Task to complete: In the entries below, the lines from the one with "Target: car tire" through the one with "Locate the bare" are to be copied exactly; both ends count.

---- Provided data

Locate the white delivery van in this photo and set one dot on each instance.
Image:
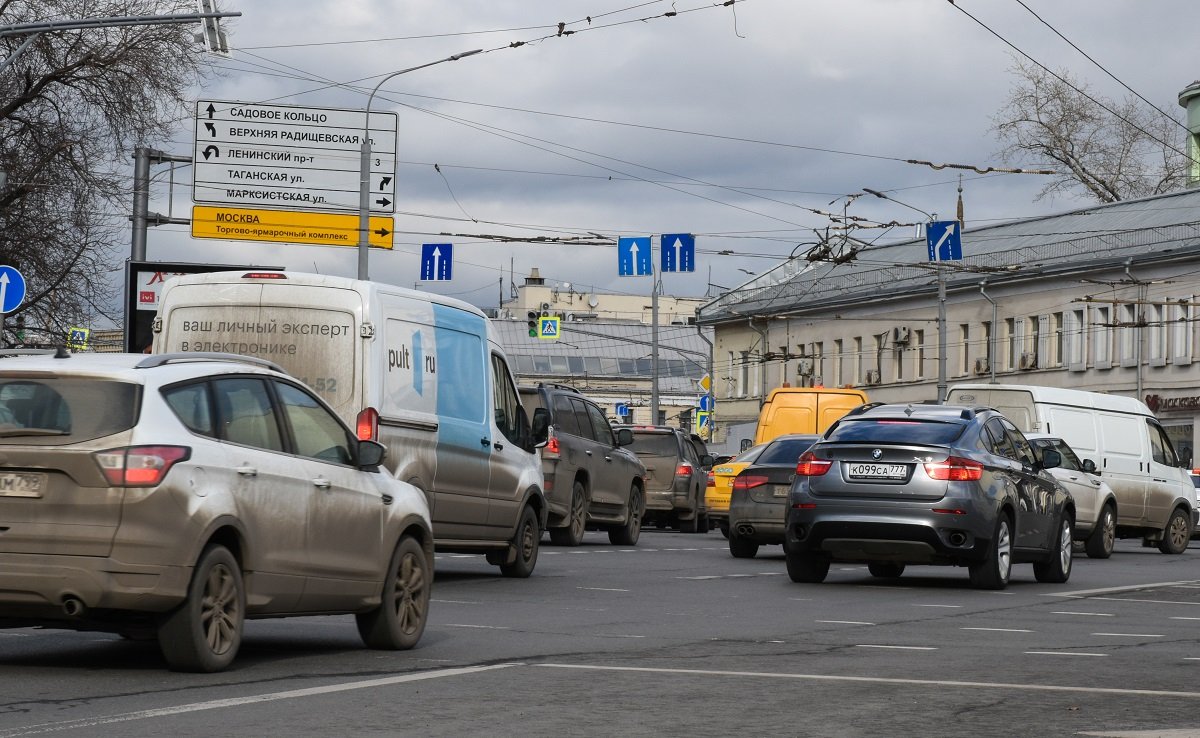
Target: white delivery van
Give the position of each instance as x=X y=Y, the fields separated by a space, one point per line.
x=1123 y=441
x=420 y=373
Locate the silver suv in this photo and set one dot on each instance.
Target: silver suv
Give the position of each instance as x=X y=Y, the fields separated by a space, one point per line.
x=900 y=484
x=175 y=496
x=591 y=480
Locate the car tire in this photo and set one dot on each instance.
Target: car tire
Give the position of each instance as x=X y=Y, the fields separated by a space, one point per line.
x=994 y=571
x=1056 y=567
x=629 y=533
x=807 y=568
x=399 y=622
x=1099 y=544
x=1177 y=532
x=576 y=522
x=742 y=547
x=204 y=633
x=886 y=570
x=526 y=543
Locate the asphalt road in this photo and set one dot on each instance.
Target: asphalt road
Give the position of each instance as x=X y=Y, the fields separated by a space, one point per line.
x=671 y=637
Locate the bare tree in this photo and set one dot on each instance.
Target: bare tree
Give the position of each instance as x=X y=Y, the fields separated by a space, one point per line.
x=1114 y=150
x=72 y=107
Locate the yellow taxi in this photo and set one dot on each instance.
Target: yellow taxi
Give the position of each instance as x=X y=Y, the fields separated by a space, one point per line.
x=720 y=486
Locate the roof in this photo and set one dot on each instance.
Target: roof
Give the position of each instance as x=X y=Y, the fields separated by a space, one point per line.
x=1164 y=226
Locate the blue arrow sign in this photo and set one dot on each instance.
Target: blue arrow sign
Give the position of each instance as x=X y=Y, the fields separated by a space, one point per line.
x=943 y=240
x=12 y=289
x=678 y=252
x=634 y=256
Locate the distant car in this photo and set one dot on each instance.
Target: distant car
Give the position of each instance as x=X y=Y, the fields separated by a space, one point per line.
x=676 y=477
x=592 y=480
x=759 y=503
x=1096 y=504
x=720 y=486
x=178 y=495
x=919 y=484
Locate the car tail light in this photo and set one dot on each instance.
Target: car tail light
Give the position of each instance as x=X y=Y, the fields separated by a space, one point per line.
x=954 y=469
x=810 y=466
x=139 y=466
x=749 y=481
x=366 y=425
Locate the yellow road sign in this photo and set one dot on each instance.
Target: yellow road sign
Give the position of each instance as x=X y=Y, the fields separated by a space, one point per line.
x=288 y=226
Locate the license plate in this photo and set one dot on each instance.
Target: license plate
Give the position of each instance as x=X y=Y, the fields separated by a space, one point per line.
x=861 y=471
x=16 y=484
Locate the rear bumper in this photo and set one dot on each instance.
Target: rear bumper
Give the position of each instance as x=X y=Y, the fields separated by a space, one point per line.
x=39 y=586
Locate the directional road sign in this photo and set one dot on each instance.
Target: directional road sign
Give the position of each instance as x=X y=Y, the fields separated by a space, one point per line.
x=288 y=226
x=547 y=328
x=12 y=289
x=437 y=262
x=678 y=251
x=634 y=257
x=945 y=240
x=291 y=156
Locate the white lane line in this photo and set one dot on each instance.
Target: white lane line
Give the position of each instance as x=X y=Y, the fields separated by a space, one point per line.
x=1093 y=615
x=990 y=685
x=162 y=712
x=846 y=622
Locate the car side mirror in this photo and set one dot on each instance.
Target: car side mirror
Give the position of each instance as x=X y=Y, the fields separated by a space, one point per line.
x=1050 y=459
x=371 y=454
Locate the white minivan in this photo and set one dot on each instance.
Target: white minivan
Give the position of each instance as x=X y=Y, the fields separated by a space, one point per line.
x=1120 y=436
x=421 y=373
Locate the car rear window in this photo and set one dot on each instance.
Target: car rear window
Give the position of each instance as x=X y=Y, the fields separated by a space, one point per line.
x=655 y=444
x=922 y=432
x=59 y=411
x=785 y=450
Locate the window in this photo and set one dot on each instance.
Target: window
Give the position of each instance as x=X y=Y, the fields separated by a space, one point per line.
x=317 y=433
x=245 y=413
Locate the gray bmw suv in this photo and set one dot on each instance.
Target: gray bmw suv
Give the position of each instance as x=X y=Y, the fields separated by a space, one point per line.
x=892 y=485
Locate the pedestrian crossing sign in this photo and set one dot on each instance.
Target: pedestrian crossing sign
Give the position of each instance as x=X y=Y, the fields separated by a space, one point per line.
x=547 y=328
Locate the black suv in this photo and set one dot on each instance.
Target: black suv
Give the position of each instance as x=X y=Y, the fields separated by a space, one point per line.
x=676 y=477
x=591 y=481
x=891 y=485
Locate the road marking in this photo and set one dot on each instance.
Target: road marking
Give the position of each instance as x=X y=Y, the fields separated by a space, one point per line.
x=991 y=685
x=162 y=712
x=1093 y=615
x=846 y=622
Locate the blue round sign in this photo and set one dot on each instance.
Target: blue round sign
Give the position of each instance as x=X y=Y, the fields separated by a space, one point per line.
x=12 y=288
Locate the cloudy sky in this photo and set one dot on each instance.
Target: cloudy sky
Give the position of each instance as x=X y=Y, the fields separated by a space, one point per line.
x=739 y=124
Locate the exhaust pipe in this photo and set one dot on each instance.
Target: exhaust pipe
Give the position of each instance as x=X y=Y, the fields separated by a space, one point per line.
x=73 y=607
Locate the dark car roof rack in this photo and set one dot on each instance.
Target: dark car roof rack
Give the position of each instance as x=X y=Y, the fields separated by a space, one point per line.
x=154 y=360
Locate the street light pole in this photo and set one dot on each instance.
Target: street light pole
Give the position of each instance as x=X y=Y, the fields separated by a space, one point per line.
x=365 y=162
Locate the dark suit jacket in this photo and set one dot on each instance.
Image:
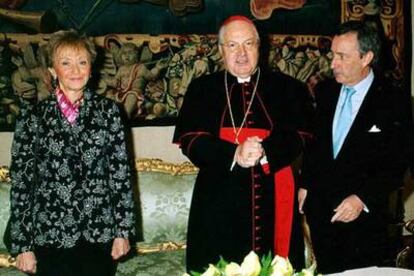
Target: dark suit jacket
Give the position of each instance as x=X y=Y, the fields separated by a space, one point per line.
x=370 y=163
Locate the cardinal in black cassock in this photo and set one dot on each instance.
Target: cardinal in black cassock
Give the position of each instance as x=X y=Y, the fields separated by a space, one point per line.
x=235 y=209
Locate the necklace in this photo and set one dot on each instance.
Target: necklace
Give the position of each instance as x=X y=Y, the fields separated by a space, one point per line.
x=235 y=130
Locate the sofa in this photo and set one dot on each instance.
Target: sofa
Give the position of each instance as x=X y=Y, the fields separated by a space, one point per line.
x=163 y=194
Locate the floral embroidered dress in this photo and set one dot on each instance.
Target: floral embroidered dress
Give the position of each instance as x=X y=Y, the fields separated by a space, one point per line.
x=70 y=181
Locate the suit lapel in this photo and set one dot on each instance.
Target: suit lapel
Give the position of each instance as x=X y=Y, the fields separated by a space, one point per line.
x=361 y=121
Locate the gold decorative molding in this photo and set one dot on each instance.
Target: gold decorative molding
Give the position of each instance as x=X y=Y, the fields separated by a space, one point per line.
x=157 y=165
x=141 y=165
x=159 y=247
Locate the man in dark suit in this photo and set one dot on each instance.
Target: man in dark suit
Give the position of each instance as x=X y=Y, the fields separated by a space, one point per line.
x=356 y=159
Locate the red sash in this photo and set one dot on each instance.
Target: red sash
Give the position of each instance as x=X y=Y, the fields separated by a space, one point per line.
x=284 y=192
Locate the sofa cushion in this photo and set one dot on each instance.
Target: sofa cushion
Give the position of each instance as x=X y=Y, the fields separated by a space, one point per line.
x=164 y=201
x=154 y=264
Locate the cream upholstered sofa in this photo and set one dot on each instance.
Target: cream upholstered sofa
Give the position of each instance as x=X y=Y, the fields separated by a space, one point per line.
x=163 y=193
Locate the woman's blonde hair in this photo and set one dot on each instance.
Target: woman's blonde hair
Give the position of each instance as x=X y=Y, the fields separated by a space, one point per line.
x=72 y=39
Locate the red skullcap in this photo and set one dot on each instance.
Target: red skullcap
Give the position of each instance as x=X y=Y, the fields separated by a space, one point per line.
x=237 y=18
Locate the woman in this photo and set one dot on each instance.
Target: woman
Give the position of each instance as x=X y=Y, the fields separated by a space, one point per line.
x=71 y=197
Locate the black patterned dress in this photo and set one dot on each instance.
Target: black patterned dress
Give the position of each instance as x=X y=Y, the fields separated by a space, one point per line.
x=70 y=183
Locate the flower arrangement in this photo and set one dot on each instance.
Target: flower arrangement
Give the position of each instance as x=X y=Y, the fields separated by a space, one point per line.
x=252 y=266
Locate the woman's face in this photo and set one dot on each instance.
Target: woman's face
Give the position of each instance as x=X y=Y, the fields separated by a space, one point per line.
x=72 y=67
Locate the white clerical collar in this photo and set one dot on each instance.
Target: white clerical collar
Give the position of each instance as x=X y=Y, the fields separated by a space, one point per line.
x=241 y=80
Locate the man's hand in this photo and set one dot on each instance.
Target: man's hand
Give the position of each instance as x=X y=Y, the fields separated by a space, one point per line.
x=349 y=209
x=26 y=262
x=120 y=247
x=302 y=193
x=249 y=152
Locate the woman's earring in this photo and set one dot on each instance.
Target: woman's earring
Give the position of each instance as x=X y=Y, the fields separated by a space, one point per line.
x=55 y=82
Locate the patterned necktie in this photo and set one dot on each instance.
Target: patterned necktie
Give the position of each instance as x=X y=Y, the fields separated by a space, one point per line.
x=344 y=121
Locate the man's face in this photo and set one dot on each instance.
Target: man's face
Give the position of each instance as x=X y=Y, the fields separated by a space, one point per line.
x=240 y=49
x=348 y=64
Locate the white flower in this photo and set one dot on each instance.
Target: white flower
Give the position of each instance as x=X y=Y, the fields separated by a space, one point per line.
x=281 y=267
x=211 y=271
x=251 y=265
x=232 y=269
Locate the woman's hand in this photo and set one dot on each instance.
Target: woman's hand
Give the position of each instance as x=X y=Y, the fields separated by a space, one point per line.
x=120 y=247
x=26 y=262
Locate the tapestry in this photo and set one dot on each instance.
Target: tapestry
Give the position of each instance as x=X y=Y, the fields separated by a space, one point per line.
x=148 y=75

--------

Response for this exercise:
Target: car tire
Give the position of each instance as x=X y=Y, the fields separated by a space, one point per line.
x=994 y=571
x=1056 y=567
x=629 y=533
x=807 y=568
x=399 y=622
x=1099 y=544
x=1177 y=532
x=576 y=522
x=742 y=547
x=204 y=633
x=886 y=570
x=526 y=543
Locate the asphalt road in this photo and set one dot on each instance.
Target: asphalt road
Give the position of each instance as x=X y=Y, the fields separated by a space, one point per line.
x=671 y=637
Locate the bare tree in this photo and set one dot on each instance.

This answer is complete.